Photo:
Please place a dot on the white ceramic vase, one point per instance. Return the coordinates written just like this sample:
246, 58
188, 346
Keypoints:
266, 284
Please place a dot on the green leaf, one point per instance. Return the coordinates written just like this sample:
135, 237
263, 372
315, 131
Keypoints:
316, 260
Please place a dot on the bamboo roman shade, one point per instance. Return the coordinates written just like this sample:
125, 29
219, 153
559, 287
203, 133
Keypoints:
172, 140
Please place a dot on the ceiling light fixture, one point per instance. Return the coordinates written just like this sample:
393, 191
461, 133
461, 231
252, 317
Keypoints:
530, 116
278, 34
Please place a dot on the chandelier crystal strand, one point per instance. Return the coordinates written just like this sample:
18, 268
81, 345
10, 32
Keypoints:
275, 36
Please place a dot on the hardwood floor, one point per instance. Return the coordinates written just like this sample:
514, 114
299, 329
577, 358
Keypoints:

=-=-=-=-=

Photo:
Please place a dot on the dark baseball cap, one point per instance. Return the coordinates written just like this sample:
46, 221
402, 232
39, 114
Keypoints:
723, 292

=-=-=-=-=

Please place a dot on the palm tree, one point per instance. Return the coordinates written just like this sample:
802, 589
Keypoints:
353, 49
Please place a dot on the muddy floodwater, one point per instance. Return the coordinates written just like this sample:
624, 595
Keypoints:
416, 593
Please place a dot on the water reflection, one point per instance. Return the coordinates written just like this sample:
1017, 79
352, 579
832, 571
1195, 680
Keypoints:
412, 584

=-=-=-=-=

Return every line of the listing above that contains the word "written". Case counts.

Task response |
Please place a dot on the white ceramic vase, one point per instance. Return the coordinates written just like this sample:
Please place a dot on the green leaf, one point per instance. Return the coordinates written just like this sample:
Please place a dot on the bamboo roman shade, one point per instance. Return the coordinates written just like this sample:
Please place a dot on the ceiling light fixture, one point per instance. Return the coordinates written just like this sample:
Please place a dot on the chandelier crystal strand, one point per instance. Return the coordinates written just like this sample:
Please place a dot on the hardwood floor, one point per instance. Return the coordinates written just like this sample:
Please place a dot on the dark baseball cap, one point per instance. Return the coordinates written just like this sample:
Please place a dot on the palm tree, one point per instance. Return the coordinates written just like this sample:
Please place a dot on the muddy floodwater, one point per instance. Return the coordinates written just like this sample:
Please place a dot on the water reflection, one point per instance. Return the coordinates written just like this sample:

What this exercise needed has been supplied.